**** Passage ****

Exploring cutting-edge hydrogel technologies and their biomedical applications.

Hydrogels have emerged as three-dimensional biomaterials with potential biomedical applications in numerous fields including drug delivery and tissue engineering. They have particularly garnered great interest from researchers due to their excellent biocompatibility, ability to encapsulate, protect, and deliver bioactive therapeutics, capacity for sustained release, and their ability to act as implantable scaffolds and support tissue regeneration.

This special issue, consisting of eight papers, addresses some of the greatest challenges in hydrogel technology and showcases its capabilities, focusing on the applications of hydrogels in bone regeneration [1] [2], stem cell therapy [3], hemostasis [4], stroke [5], cancer treatments [6] [7], and biological activities in general [8].

Bai et al. outline the advantages and challenges of existing hydrogel-based bone regeneration technologies as well as design prerequisites for future prospects [1]. One such hydrogel system for bone repair based on multilayered composite nanoparticles was designed with various stimuli-responsive layers, biofunctional surfaces, and adjusted gelation times. This system allowed for controlled release of rhBMP-2 from periosteum-mimetic structures and in vivo formation of bone tissue [2].

Due to their resemblance to soft biological tissues, hydrogels are well-suited for cell encapsulation and delivery. Deepthi et al. produced fibrin hydrogels composed of alginate nanobeads by manipulating the injectability of these hydrogels as well as their in situ gelation ability. Results showed that the hydrogels were able to completely fill the defect areas and successfully encapsulated mesenchymal stem cells. Additionally, the mechanical strength of the hydrogels was comparable to that of soft tissue elasticity and thus advantageous for application in soft tissue reconstruction [3].

**** Listed entries ****

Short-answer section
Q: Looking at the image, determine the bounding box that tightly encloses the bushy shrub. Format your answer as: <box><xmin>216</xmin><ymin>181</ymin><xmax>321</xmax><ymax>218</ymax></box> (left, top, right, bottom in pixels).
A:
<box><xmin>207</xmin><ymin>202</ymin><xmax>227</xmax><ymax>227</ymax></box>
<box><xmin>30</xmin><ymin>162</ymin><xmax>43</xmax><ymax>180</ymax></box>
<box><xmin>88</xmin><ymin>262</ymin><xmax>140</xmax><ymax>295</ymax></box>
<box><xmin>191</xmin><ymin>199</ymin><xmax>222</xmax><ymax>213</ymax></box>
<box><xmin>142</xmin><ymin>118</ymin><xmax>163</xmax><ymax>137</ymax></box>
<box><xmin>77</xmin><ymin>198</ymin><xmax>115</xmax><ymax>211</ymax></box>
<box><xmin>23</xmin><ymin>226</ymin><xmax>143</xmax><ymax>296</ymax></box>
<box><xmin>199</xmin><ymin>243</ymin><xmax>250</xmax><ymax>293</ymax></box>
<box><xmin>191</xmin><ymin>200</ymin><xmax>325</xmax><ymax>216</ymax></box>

****
**** Listed entries ****

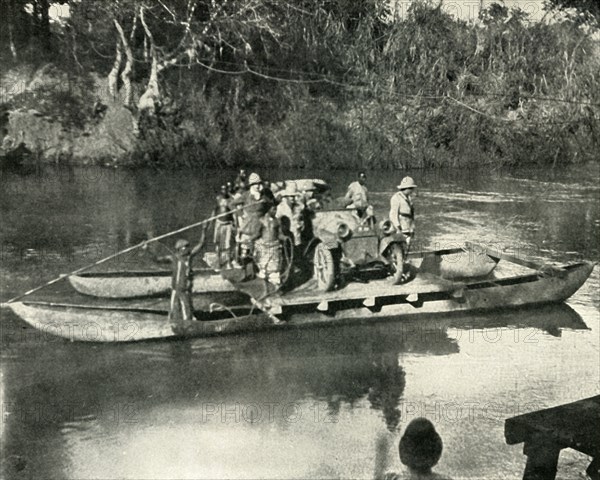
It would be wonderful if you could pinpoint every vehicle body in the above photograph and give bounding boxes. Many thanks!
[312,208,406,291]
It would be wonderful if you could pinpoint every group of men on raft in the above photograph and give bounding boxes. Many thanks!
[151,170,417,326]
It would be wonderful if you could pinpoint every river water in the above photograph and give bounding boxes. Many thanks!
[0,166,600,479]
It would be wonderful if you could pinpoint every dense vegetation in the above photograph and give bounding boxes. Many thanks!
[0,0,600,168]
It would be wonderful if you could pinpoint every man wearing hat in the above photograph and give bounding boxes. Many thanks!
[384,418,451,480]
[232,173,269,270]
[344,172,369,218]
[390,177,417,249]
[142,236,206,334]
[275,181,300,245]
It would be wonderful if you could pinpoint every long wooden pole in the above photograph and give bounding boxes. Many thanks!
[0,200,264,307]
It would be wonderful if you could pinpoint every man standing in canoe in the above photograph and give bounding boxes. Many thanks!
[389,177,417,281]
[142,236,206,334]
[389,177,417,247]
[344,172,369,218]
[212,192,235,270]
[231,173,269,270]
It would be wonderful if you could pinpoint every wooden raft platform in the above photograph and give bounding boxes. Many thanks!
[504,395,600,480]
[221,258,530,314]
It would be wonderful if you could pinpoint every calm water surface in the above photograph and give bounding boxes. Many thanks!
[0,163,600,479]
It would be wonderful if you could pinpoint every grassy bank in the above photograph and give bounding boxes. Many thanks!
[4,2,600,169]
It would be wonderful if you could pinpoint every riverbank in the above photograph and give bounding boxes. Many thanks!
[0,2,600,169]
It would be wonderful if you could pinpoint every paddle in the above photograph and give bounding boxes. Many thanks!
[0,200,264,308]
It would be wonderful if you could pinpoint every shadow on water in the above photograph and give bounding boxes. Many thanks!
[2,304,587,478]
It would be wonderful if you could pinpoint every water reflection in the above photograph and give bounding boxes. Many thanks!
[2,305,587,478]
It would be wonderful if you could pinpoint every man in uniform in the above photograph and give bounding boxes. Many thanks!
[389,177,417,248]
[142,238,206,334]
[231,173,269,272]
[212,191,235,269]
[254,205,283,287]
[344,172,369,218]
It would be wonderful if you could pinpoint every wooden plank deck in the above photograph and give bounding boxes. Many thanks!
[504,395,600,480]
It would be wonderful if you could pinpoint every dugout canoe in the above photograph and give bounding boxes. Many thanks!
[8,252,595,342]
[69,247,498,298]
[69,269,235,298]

****
**** Listed entries ****

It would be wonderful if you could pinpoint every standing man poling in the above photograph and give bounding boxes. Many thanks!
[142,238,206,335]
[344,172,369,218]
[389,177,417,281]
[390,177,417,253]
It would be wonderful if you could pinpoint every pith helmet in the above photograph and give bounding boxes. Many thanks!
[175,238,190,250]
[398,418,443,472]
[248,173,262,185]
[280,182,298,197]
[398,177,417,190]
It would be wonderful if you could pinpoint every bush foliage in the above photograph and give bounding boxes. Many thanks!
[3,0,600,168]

****

■ **What is required**: Rewrite the paragraph of the hydrogel passage that begins "Due to their resemblance to soft biological tissues" as a short bulleted list that keeps its main facts.

■ **Answer to this problem**:
- Hydrogels resemble soft biological tissues, so they suit cell encapsulation and delivery.
- Deepthi et al. made fibrin hydrogels composed of alginate nanobeads by manipulating their injectability and in situ gelation ability.
- The hydrogels completely filled the defect areas and successfully encapsulated mesenchymal stem cells.
- Their mechanical strength was comparable to soft tissue elasticity, an advantage for soft tissue reconstruction.